** Begin Exercise input **

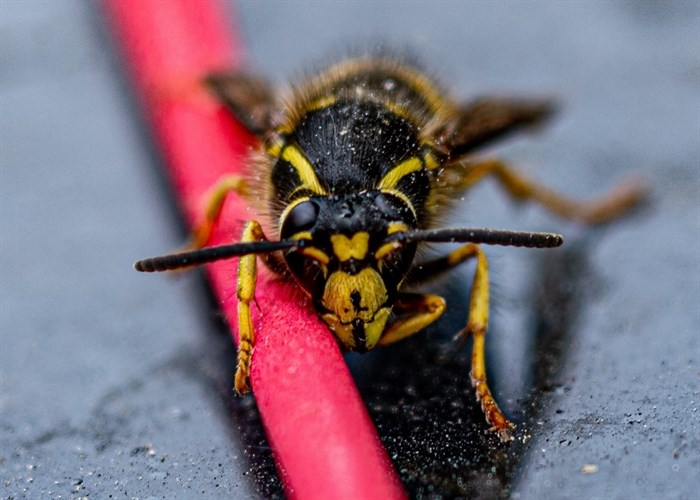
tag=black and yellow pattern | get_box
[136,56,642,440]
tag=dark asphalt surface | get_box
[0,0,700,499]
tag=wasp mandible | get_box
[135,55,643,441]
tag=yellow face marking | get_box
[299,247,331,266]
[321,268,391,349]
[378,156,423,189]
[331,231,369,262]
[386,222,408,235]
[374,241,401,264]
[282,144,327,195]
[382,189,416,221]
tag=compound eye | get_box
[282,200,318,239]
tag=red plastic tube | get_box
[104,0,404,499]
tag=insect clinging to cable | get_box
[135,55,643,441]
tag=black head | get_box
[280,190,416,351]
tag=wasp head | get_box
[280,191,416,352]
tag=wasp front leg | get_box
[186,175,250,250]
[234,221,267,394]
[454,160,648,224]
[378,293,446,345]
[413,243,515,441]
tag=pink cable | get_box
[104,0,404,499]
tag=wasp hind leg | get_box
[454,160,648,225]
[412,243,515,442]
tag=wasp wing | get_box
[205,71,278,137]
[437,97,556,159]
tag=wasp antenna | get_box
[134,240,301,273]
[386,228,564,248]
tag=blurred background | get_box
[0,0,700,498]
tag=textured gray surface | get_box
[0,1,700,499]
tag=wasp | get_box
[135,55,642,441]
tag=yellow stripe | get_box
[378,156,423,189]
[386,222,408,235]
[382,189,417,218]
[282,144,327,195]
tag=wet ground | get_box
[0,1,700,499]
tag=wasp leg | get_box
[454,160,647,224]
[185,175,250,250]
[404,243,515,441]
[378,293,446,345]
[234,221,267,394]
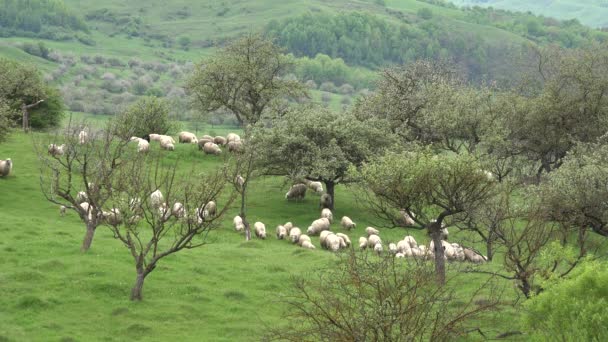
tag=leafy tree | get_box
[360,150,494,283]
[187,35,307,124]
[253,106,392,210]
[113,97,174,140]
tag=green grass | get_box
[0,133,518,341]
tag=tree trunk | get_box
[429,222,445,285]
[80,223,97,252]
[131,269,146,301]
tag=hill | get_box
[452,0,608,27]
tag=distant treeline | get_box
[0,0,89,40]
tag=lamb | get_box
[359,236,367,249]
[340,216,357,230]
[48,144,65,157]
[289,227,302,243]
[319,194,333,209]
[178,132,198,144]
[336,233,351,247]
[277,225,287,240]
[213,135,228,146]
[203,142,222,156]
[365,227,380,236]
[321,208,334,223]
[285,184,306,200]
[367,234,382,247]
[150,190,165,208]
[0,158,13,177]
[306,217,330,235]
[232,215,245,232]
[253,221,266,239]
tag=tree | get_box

** End Exercise input **

**Task objective**
Count the lines in the listing above that contain the string "head", treating uppercase and lowercase letters as different. Give only the number.

**Final answer**
2